## EXTRACT TO READ

____

In short, resolving all factual disputes in Corbello's favor, DeVito unilaterally solicited a long-term relationship with Woodard, a Texas resident, for financial gain. Under an agreement which specifically contemplated an on-going relationship between the parties, Woodard wrote the book which forms the core of this dispute in Texas. Correspondence was exchanged between the parties in Nevada and Texas, and at least one visit to Texas was made by DeVito over the course of this relationship. Under these facts, a substantial portion of the events or omissions giving rise to Corbello's claims occurred in this District and venue is proper here in the first instance. See, e.g., Traynor v. Liu, 495 F. Supp. 2d 444 (D. Del. 2007) (venue was proper in Delaware district court where Defendant contacted Plaintiff in Delaware on numerous occasions, sought her assistance with business matters, began discussing the possibility of a business partnership in Delaware, and asked Plaintiff to use her business contacts to solicit possible business for her art gallery from individuals within the district); Shropshire v. Fred Rappaport Co., 294 F. Supp. 2d 1085 (N.D. Cal. 2003) (venue was proper in Northern District of California where a substantial portion of the performance under a licensing agreement occurred there). The court will therefore deny DeVito's motion to dismiss for improper venue.

B. Motion to Transfer Venue Under Section 1404(a)

1. Standard of Review

Section 1404(a) provides that a district court may transfer a civil action to any district in which it might have been brought "[f]or the convenience of parties and witnesses," and "in the interests of justice." The goal of Section 1404(a) "is to prevent waste of time, energy, and money and to protect litigants, witnesses, and the public against unnecessary inconvenience and expense." Van Dusen v. Barrack, 376 U.S. 612, 616, 84 S. Ct. 805, 809 (1964). The threshold determination to be made under Section 1404(a) is whether the claim could have been filed in the judicial district to which transfer is sought. In re Horseshoe Entertainment, 337 F.3d 429, 433 (5th Cir. 2003), cert. denied, 540 U.S. 1049, 124 S. Ct. 826 (2003); In re Volkswagen of America, Inc., 506 F.3d 376, 380 (5th Cir. 2007).

The court notes that the Fifth Circuit's opinion in In re Volkswagen of America, Inc. was a re-hearing panel opinion, superceding an earlier per curiam opinion that had been withdrawn (In re Volkswagen of America, Inc., 223 Fed. Appx. 305 (5th Cir. 2007)). The Fifth Circuit subsequently granted rehearing en banc, see In re Volkswagen of America, Inc., 2008 WL 400236 (5th Cir. Feb 14, 2008), which had the effect of vacating the panel opinion. See Byrne v. Butler, 845 F.2d 501, 507 (5th Cir. 1988). As recently noted by the court in Aloft Media, LLC v. Adobe Sys., Inc., 2008 WL 819956 (E.D. Tex. Mar. 25, 2008), the vacated opinion "appears to adopt a slightly lower threshold favoring the party moving for transfer," and, as a result, the Aloft Media court afforded the moving party the "benefit of the doubt" in its analysis. Id. at *2. The Aloft Media court also analyzed the motion to transfer under both standards (i.e., the now-vacated panel decision standard and the standard which existed prior to that opinion), at least in part because the parties raised the issue in that case. Here, neither party references this problem in its brief. In light of the Fifth Circuit's February 14, 2008 decision, this court will therefore analyze DeVito's motion under the law as it existed before In re Volkswagen of America, Inc., 506 F.3d 376, 380 (5th Cir. 2007). At the same time, the court notes that analysis under the standard set out in the now-vacated panel decision would, if anything, only bolster the court's decision to transfer venue.

____

## TASK INSTRUCTIONS
- A) Using the venue ruling, explain in one to three sentences why the court analyzes DeVito's motion to transfer under the law as it stood before In re Volkswagen of America, Inc., 506 F.3d 376.
- B) Pick up the venue ruling after its last sentence and continue it.

## INFORMATION SHOWN

____

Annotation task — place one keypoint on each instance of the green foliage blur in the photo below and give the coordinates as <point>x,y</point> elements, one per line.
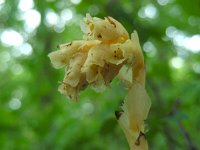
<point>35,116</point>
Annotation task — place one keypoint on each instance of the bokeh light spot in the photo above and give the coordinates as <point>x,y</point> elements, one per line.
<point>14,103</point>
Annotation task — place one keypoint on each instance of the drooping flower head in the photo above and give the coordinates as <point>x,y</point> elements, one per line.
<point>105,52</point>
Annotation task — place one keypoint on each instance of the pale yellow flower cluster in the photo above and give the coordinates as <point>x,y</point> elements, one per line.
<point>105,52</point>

____

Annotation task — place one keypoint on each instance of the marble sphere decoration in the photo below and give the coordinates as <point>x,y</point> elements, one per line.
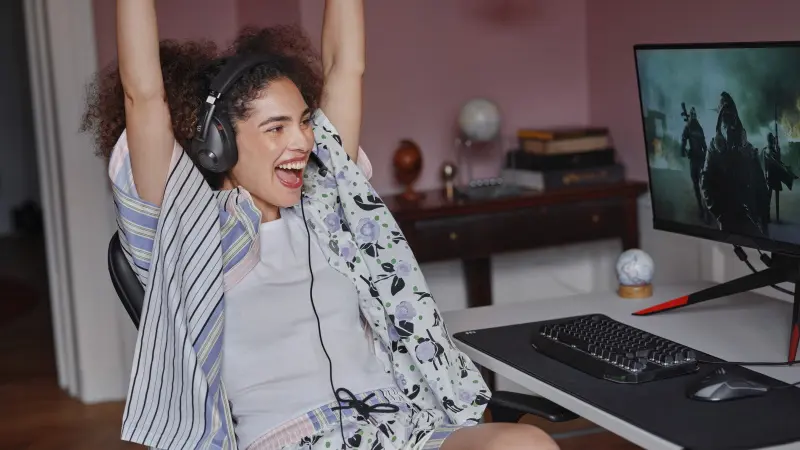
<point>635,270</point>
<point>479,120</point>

____

## WRITTEN RESPONSES
- A) The Fifth Circuit granted rehearing en banc on February 14, 2008, and that grant vacated the panel opinion in In re Volkswagen of America, Inc., 506 F.3d 376. The court therefore applies the law as it existed before that opinion.

- B)
If so, the court's analysis turns to the convenience of the parties and the witnesses. Action Industries, Inc. v. United States Fidelity Guar. Co., 358 F.3d 337, 340 (5th Cir. 2004). This determination involves examining several private and public interest factors, none of which are given dispositive weight individually. Id. The movant bears the burden of proof in demonstrating that a transfer is warranted. See Time, Inc. v. Manning, 366 F.2d 690, 698 (5th Cir. 1966).

In determining whether an action should be transferred under § 1404(a), the court must consider several private and public interest factors. Action Industries, 358 F.3d at 340. The private interest factors include: (1) plaintiff's choice of forum; (2) the convenience of parties and witnesses; (3) the place of the alleged wrong; (4) the cost of obtaining the attendance of witnesses and availability of compulsory process; (5) the accessibility and location of sources of proof; and (6) the possibility of delay and prejudice if transfer is granted. Id. at n. 8. The public interest factors consist of (1) the administrative difficulties caused by court congestion; (2) the local interest in adjudicating local disputes; (3) the unfairness of burdening citizens in an unrelated forum with jury duty; and (4) the avoidance of unnecessary problems in conflict of laws. Id. 2. Analysis

a. Whether the suit could have been brought in Nevada district court 28 U.S.C. § 1391(b)(1) states that in a case not solely based on diversity, suit may be brought in any district in which the Defendant resides. In this case, because DeVito resides within the district he seeks transfer to, venue would be proper in the District of Nevada, Las Vegas division in the first instance.

As discussed in more detail infra, Corbello argues that under controlling Ninth Circuit law, her copyright ownership and accounting causes of action do not arise under the Copyright Act. In the event that she is correct and subject matter jurisdiction in the District of Nevada would be based entirely on diversity, venue in that district is still proper in the first instance under 28 U.S.C. § 1391(a)(1).

b. Plaintiff's choice of forum

Corbello chose to file her suit in the Eastern District, which is also where she resides. This factor does weigh somewhat against transfer; however, even though Corbello's choice of forum is entitled to some deference, this factor alone is neither conclusive nor determinative. In re Horseshoe Entertainment, 337 F.3d at 434.

c. The convenience of parties and witnesses

Corbello does reside in this district. It would therefore be more convenient for her if the suit was not transferred. However, the burden on DeVito to defend in Texas is considerable. DeVito will be eighty years old next month. He submitted an affidavit from his physician attesting to a host of serious illnesses, including respiratory distress and chest pain when traveling long distances. He has been advised by his physician not to travel. Def. Reply, Ex. C at ¶¶ 3-5 [Doc. # 19]. Requiring DeVito to travel over 1500 miles at his age and in his physical condition would be very burdensome, and likely to further strain his declining health. This factor weighs heavily against exercising jurisdiction.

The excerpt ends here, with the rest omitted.